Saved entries
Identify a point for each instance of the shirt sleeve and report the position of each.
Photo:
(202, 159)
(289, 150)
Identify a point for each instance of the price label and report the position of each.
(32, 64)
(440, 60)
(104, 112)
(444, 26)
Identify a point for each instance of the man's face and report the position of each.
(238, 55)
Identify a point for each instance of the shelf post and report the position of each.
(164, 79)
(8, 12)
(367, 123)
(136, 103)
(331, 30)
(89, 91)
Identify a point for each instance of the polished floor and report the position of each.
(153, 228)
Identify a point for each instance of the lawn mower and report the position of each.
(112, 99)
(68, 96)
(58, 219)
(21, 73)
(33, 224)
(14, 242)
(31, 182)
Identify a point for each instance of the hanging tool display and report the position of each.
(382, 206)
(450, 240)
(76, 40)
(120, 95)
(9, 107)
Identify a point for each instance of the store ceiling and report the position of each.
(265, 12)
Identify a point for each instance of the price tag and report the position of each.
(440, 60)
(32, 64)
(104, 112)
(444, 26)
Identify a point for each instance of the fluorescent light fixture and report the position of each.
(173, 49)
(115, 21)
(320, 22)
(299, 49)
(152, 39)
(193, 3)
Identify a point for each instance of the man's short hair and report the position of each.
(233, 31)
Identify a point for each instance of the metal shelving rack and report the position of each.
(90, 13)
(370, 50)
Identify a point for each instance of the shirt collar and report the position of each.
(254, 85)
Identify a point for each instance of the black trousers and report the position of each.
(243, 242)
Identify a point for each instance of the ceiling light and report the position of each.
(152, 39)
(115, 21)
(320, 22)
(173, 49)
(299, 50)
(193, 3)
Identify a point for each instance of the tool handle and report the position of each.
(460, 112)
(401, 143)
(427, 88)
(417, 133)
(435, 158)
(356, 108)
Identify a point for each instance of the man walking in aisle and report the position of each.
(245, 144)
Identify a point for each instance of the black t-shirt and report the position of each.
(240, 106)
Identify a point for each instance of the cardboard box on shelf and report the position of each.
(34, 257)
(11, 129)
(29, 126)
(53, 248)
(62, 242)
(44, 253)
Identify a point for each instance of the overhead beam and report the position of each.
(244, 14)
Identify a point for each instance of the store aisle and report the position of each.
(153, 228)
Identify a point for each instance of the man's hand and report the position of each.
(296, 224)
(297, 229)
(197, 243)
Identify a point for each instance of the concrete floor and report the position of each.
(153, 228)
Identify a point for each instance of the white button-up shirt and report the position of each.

**WHAT YOU WILL DO:** Please output every record, keeping each line exact.

**EXERCISE RESULT:**
Identify a point for each instance of the shirt sleeve and report the position of each.
Photo:
(202, 159)
(289, 150)
Identify a point for each instance of the price label and report the position of each.
(32, 64)
(440, 60)
(104, 112)
(444, 26)
Identify a point for each instance of the man's face and report the position of each.
(238, 55)
Identify a point for each instance of the shelf post and report the position of each.
(164, 79)
(8, 12)
(367, 123)
(136, 103)
(331, 30)
(89, 91)
Identify a point for each instance of the polished floor and report the position of each.
(153, 228)
Identify a point for each instance of the lawn mower and report the position of each.
(112, 99)
(68, 96)
(58, 219)
(21, 73)
(33, 224)
(14, 242)
(31, 182)
Identify a point for each instance of the hanging tool display and report the position of each.
(382, 206)
(450, 240)
(76, 40)
(120, 95)
(9, 107)
Identify a point for each instance of the store ceiling and report the position of each.
(265, 12)
Identify a point for each instance of the price tag and report the position of each.
(440, 60)
(32, 64)
(104, 112)
(444, 26)
Identify a point for each instance of the fluorescent light fixture and report the position of each.
(173, 49)
(115, 21)
(320, 22)
(299, 49)
(152, 39)
(193, 3)
Identify a point for each instance of the man's short hair and report the position of each.
(233, 31)
Identify a point for each instance of the metal shelving rack and report the position of each.
(90, 13)
(370, 50)
Identify a point for each instance of the shirt collar and report the position of each.
(254, 85)
Identify a point for each instance of the black trousers and report the position of each.
(243, 242)
Identify a point for each instance of the ceiling light and report the position of each.
(152, 39)
(115, 21)
(320, 22)
(173, 49)
(299, 50)
(193, 3)
Identify a point for each instance of the tool handle and report the position of each.
(460, 112)
(401, 143)
(427, 88)
(417, 133)
(435, 158)
(356, 108)
Identify a point for each instance of the man walking in aisle and report the position of each.
(245, 144)
Identify a point for each instance of the black t-shirt and report the position of each.
(240, 106)
Identify a point for each instance of the cardboard box on shelf and report the position of each.
(34, 257)
(11, 129)
(29, 126)
(53, 248)
(62, 242)
(44, 253)
Identify a point for each instance of the overhead beam and report the position of each.
(244, 14)
Identify a point for each instance of the store aisle and report the position of each.
(153, 228)
Identify a point for each instance of the man's hand and report the position of each.
(296, 224)
(297, 229)
(197, 243)
Identify a point for each instance of the concrete floor and report the position of each.
(153, 228)
Identify a point for each instance of the white button-up shirt and report the position of each.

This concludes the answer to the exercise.